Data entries
+---+
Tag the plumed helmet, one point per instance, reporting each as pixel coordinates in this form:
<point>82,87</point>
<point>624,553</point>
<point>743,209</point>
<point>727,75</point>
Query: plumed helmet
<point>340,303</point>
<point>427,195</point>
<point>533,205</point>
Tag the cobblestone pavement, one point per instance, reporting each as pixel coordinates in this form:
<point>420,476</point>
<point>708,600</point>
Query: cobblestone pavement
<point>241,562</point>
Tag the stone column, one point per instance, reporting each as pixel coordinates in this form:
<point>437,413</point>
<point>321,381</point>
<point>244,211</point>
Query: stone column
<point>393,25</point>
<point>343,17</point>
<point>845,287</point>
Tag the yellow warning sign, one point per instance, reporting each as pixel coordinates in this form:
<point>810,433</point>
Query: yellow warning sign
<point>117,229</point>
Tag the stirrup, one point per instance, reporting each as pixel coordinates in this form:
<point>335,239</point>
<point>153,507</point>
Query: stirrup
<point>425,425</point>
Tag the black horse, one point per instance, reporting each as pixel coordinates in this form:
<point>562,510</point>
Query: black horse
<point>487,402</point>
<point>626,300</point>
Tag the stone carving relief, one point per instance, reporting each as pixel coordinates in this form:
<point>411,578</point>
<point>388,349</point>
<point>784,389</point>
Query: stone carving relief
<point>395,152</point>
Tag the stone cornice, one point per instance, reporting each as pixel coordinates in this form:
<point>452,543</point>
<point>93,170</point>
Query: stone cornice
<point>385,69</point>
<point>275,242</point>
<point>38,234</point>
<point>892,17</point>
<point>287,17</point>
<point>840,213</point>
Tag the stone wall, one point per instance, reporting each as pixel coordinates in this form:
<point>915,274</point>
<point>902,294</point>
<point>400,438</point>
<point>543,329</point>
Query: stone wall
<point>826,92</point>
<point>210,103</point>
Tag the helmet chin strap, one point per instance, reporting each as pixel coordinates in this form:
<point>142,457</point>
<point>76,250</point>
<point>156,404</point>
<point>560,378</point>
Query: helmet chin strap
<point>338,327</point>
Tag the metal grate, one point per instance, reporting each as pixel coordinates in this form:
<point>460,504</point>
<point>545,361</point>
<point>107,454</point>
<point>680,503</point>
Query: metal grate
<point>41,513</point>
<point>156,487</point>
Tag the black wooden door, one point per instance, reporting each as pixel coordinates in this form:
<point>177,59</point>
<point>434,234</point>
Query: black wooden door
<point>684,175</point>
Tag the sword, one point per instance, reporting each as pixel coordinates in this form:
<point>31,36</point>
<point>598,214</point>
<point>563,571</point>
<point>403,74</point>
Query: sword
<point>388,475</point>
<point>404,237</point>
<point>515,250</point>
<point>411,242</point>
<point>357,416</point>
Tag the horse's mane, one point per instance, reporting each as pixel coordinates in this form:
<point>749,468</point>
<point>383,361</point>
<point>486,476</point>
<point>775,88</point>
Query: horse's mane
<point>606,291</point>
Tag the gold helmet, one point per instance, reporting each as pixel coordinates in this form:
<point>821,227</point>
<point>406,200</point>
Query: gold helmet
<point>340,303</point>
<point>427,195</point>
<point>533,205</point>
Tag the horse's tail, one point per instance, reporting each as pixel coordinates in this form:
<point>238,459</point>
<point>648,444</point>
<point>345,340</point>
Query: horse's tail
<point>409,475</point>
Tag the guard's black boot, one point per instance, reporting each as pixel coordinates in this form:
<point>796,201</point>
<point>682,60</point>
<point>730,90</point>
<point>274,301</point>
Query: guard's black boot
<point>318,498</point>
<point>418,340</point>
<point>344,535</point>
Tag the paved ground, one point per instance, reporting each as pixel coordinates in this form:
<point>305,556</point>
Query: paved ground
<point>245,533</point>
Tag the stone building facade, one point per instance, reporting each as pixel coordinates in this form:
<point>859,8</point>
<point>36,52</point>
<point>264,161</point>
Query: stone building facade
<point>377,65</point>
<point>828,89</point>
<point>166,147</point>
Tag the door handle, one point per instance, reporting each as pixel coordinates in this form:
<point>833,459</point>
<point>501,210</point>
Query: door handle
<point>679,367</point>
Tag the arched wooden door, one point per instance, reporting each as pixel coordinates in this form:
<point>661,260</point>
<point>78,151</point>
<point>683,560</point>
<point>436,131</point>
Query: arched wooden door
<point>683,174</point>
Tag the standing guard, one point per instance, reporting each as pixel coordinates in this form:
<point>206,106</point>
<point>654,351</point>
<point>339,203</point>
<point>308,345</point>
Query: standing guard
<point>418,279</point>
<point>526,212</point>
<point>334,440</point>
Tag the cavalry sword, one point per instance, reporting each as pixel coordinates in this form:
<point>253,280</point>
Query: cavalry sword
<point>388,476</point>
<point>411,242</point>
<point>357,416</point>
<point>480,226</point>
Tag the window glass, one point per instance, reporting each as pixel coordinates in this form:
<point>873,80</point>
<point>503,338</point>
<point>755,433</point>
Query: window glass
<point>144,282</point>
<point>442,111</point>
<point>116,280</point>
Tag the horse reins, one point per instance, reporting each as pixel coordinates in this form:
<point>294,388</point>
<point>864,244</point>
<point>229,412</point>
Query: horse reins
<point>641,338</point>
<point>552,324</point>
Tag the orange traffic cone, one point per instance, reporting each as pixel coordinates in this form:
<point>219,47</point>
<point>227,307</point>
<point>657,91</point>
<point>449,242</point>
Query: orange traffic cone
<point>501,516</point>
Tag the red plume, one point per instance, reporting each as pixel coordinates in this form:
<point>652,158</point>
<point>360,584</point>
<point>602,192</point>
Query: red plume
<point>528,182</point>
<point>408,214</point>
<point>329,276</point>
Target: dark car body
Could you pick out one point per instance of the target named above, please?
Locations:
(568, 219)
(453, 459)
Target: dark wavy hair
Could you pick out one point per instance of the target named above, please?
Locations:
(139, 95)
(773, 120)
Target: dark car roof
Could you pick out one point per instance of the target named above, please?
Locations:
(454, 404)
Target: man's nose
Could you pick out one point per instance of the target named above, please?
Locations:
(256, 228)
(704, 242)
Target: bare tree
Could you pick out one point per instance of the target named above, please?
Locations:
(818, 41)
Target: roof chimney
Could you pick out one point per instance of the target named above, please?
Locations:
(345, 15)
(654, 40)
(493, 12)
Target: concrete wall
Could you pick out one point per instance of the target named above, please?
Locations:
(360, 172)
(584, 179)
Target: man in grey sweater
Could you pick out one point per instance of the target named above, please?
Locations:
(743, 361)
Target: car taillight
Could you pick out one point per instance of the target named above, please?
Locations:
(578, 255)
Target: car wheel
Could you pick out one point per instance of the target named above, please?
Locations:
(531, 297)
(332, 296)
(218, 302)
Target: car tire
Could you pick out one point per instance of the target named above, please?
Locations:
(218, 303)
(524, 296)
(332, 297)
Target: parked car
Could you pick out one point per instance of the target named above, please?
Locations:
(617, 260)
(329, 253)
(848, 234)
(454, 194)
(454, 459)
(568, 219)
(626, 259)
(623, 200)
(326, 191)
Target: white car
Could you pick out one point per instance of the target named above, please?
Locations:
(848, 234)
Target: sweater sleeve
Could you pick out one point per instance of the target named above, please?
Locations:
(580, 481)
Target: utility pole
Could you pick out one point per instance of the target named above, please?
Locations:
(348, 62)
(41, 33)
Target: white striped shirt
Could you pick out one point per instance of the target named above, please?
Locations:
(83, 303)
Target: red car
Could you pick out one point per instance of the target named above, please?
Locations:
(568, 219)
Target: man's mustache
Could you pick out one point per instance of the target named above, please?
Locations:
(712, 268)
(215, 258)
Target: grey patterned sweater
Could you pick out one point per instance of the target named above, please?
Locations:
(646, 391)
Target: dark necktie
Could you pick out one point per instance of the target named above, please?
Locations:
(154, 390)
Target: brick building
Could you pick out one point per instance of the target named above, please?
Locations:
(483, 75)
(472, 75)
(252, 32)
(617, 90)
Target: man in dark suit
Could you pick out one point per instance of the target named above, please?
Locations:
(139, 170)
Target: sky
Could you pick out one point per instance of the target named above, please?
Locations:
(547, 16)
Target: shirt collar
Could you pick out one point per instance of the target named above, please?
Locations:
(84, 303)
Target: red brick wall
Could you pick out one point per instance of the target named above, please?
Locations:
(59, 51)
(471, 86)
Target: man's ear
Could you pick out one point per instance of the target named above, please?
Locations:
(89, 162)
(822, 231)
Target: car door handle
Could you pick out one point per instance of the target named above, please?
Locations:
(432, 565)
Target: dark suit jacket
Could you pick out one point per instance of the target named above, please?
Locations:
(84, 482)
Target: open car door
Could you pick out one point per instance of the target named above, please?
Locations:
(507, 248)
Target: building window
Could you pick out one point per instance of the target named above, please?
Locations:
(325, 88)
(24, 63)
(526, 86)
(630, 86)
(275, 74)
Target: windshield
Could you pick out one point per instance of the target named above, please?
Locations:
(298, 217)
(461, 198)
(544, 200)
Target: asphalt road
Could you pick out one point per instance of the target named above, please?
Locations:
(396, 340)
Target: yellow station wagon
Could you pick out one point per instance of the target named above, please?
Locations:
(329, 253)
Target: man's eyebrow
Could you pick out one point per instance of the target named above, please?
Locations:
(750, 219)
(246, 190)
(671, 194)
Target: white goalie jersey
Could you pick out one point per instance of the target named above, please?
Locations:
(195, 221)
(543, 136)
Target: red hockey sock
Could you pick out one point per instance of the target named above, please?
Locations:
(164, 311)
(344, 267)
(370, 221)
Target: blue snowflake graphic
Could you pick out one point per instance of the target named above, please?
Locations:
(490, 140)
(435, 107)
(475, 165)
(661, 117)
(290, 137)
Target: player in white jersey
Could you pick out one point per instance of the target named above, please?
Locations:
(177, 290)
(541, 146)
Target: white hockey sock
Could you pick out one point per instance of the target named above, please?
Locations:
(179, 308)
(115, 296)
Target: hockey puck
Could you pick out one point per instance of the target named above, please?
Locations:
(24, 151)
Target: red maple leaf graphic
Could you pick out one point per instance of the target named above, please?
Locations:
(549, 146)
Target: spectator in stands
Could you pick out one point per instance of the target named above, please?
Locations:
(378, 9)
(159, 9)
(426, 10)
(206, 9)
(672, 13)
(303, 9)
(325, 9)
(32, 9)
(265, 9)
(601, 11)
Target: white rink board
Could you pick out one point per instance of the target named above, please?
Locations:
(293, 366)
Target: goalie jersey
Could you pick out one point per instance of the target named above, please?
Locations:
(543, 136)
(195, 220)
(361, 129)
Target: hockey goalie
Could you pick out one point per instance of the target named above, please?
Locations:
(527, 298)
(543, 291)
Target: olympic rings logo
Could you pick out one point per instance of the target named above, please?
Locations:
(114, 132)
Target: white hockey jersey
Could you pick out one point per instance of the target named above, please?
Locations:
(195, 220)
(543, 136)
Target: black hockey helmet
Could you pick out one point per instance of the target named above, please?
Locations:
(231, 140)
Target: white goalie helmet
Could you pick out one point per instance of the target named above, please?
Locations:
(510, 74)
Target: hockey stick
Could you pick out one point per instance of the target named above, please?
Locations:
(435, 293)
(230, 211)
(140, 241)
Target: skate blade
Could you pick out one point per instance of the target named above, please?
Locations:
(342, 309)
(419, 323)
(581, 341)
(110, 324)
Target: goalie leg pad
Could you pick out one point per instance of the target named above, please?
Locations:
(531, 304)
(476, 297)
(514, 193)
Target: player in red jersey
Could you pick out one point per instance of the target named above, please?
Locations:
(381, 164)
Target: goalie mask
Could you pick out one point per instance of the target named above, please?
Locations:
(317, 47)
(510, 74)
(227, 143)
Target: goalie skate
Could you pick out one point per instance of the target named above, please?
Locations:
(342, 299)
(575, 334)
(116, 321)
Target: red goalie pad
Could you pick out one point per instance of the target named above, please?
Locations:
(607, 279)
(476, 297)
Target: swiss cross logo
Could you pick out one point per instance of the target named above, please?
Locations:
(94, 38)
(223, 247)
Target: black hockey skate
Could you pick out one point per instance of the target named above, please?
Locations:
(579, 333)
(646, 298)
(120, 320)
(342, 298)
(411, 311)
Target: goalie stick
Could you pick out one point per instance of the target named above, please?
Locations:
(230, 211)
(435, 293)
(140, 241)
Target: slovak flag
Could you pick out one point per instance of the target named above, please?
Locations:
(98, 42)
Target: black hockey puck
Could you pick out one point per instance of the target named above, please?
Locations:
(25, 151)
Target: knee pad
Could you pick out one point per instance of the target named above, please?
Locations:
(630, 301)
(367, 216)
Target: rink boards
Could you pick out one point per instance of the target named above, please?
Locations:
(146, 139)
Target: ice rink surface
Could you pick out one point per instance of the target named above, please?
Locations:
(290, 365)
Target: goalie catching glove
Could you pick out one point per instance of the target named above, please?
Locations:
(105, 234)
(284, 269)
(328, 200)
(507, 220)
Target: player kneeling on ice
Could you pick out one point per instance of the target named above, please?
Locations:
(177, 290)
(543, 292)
+---+
**Exercise**
Please copy each line of the records above in which the word "graphic" can be found.

**Exercise solution**
Target: blue snowflake graphic
Target: red maple leaf graphic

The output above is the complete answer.